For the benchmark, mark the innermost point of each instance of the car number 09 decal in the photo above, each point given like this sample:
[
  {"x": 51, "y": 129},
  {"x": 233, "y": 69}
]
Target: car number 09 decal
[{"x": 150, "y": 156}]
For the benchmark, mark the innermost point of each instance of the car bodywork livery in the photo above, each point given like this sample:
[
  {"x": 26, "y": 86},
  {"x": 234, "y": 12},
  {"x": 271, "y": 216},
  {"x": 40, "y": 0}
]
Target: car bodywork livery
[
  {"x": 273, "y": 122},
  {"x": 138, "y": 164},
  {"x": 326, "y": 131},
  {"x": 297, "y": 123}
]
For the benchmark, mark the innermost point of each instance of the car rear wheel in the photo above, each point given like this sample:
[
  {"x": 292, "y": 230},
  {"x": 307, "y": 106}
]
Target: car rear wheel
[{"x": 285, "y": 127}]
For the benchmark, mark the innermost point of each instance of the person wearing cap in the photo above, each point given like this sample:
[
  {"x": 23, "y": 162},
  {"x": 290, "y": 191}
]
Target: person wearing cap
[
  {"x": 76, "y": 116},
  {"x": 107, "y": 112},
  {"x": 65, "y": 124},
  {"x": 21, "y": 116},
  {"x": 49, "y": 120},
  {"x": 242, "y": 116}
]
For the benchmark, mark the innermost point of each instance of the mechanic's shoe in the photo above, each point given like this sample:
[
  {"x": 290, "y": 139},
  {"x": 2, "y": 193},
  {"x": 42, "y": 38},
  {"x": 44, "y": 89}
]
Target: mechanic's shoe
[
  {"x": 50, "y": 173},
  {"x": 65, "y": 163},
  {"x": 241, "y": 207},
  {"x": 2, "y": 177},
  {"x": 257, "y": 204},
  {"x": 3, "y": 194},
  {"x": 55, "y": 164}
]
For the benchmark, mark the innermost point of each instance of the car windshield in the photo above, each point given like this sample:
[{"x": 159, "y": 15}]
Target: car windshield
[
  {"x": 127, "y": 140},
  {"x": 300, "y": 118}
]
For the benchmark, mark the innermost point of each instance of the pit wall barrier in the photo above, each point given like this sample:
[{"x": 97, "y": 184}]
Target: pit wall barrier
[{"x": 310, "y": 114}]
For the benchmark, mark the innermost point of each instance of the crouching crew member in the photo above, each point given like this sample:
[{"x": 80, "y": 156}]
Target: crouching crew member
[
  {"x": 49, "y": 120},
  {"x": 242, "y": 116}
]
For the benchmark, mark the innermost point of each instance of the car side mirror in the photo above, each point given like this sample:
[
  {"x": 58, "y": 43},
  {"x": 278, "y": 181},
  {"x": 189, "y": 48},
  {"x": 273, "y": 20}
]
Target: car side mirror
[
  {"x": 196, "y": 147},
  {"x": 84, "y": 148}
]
-------------------------
*PROBLEM REQUIREMENTS:* Repeat every line above word for word, with no changes.

*THE SOLUTION:*
For the benchmark, mark the innermost point of each instance of the car number 09 decal in the photo above, each point given like this sample:
[
  {"x": 51, "y": 129},
  {"x": 233, "y": 69}
]
Target: car number 09 decal
[{"x": 150, "y": 156}]
For the benchmark, mark the innermost point of each instance of the car bodywork livery in the photo above, each point given like this sample:
[
  {"x": 26, "y": 86},
  {"x": 234, "y": 12},
  {"x": 271, "y": 216},
  {"x": 40, "y": 0}
]
Target: car bodywork livery
[
  {"x": 273, "y": 122},
  {"x": 138, "y": 164},
  {"x": 326, "y": 131},
  {"x": 297, "y": 123}
]
For the benchmark, mark the innermost point of each instance of the car rear wheel in the photo above, each point given like this sample:
[
  {"x": 292, "y": 230},
  {"x": 307, "y": 106}
]
Target: car rear wheel
[{"x": 285, "y": 127}]
For the benchmark, mark the innermost point of each instance of the person wearing cap in the photo above, each point given like this sample:
[
  {"x": 23, "y": 162},
  {"x": 290, "y": 191}
]
Target: person wearing cap
[
  {"x": 76, "y": 116},
  {"x": 107, "y": 112},
  {"x": 65, "y": 124},
  {"x": 21, "y": 116},
  {"x": 49, "y": 120},
  {"x": 242, "y": 116}
]
For the benchmark, mark the innermost point of each instance of the mechanic's shoe in the photo above, each point given like this sample:
[
  {"x": 290, "y": 139},
  {"x": 2, "y": 193},
  {"x": 42, "y": 38},
  {"x": 44, "y": 89}
]
Target: mechanic's shoe
[
  {"x": 50, "y": 173},
  {"x": 65, "y": 163},
  {"x": 241, "y": 207},
  {"x": 2, "y": 177},
  {"x": 257, "y": 204},
  {"x": 3, "y": 194},
  {"x": 55, "y": 164}
]
For the benchmark, mark the innermost point of each instance of the car windshield in the photo above, each point given like this sample:
[{"x": 159, "y": 15}]
Target: car windshield
[
  {"x": 127, "y": 140},
  {"x": 300, "y": 118}
]
For the benchmark, mark the innermost point of each instance of the pit wall barrier in the photo above, each point given like this sample:
[{"x": 97, "y": 184}]
Target: pit wall barrier
[{"x": 310, "y": 114}]
For the benchmark, mark the innermost point of each instance of the crouching crew member in the photo above, each point given like this sample:
[{"x": 80, "y": 156}]
Target: crouching crew member
[
  {"x": 49, "y": 120},
  {"x": 242, "y": 116}
]
For the benchmark, mark the innermost point of each instance of the car side mirror in the photo above, each point given like this sample:
[
  {"x": 58, "y": 43},
  {"x": 278, "y": 181},
  {"x": 189, "y": 48},
  {"x": 273, "y": 20}
]
Target: car side mirror
[
  {"x": 196, "y": 147},
  {"x": 84, "y": 148}
]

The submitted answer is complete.